Приятные размышления были прерваны кухаркой:
— Тетенька, опять я забыла, как там, по-вашему, чай этот заваривать!
Елизавета Даниловна собралась было отчитать Матрену за недозволенную фамильярность. Но тут проснулась Верочка, и было уже не до этого.
А. К. Саврасов К. К. Герцу
Петербург, 21 февраля 1861 года
Любезнейший друг Карл Карлович!
…Хлопот и издержек бездна, два больших ящика готовы, теперь нужно приготовить бумаги, клеенки и т. п. Для этого я с г-ном Соколовым сделал все нужные распоряжения, и, по его словам, приблизительный вес этого багажа около 100 пудов.
Сочувствие к нашему новому Обществу со стороны многих лиц, в особенности художников, очень сильно. От действий Общества художники в восторге…
Передай от меня тысячу поклонов тетечке, Эрнестине Карловне и Константину…
До свидания, любезнейший мой.
Петербург, 23 февраля 1861 года
Любезнейший друг Карл Карлович!
Дела наши идут очень хорошо… Г-н Харачков (я с ним виделся) доставит картину Иванова в Москву бесплатно. Ф. Ф. Львов даст нам для выставки 12 картин иностранных художников… с условием, чтобы обратно были отправлены в Петербург к навигации.
Об этом сообщи нашему комитету и уведоми меня тотчас.
Передай от меня поклон тетеньке, Эрнестине Карловне, Константину. Душевно любящий тебя
Лондонская всемирная выставка 1862 года дала полную возможность проследить замечательные произведения искусства за последние сто лет.
Только при таком сравнительном обзоре можно составить себе более полное понятие о степени развития таланта и его значения в истории современного искусства.

(Записи о расположении объектов на изображениях)
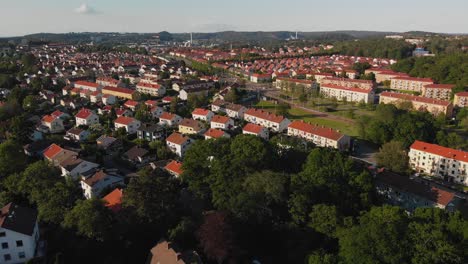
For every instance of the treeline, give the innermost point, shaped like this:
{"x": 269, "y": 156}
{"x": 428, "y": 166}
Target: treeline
{"x": 380, "y": 48}
{"x": 450, "y": 68}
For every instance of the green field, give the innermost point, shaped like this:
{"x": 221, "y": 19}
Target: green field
{"x": 299, "y": 114}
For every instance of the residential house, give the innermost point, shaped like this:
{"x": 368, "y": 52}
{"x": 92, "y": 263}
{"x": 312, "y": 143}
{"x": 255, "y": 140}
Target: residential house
{"x": 169, "y": 119}
{"x": 222, "y": 122}
{"x": 202, "y": 114}
{"x": 19, "y": 233}
{"x": 151, "y": 132}
{"x": 276, "y": 123}
{"x": 434, "y": 160}
{"x": 174, "y": 168}
{"x": 51, "y": 124}
{"x": 130, "y": 124}
{"x": 215, "y": 133}
{"x": 178, "y": 143}
{"x": 190, "y": 126}
{"x": 319, "y": 135}
{"x": 418, "y": 103}
{"x": 94, "y": 185}
{"x": 86, "y": 117}
{"x": 256, "y": 130}
{"x": 77, "y": 134}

* Задачи:
1. Перепишите из отрывка дословно фрагмент от «Сочувствие к нашему» до «уведоми меня тотчас.».
2. Сколько строк листинга содержат строку «field»? Подсчитайте и укажите только число.
Отрывок и листинг взяты из разных источников.

* Ответы:
1.
Сочувствие к нашему новому Обществу со стороны многих лиц, в особенности художников, очень сильно. От действий Общества художники в восторге…
Передай от меня тысячу поклонов тетечке, Эрнестине Карловне и Константину…
До свидания, любезнейший мой.
Петербург, 23 февраля 1861 года
Любезнейший друг Карл Карлович!
Дела наши идут очень хорошо… Г-н Харачков (я с ним виделся) доставит картину Иванова в Москву бесплатно. Ф. Ф. Львов даст нам для выставки 12 картин иностранных художников… с условием, чтобы обратно были отправлены в Петербург к навигации.
Об этом сообщи нашему комитету и уведоми меня тотчас.

2. 2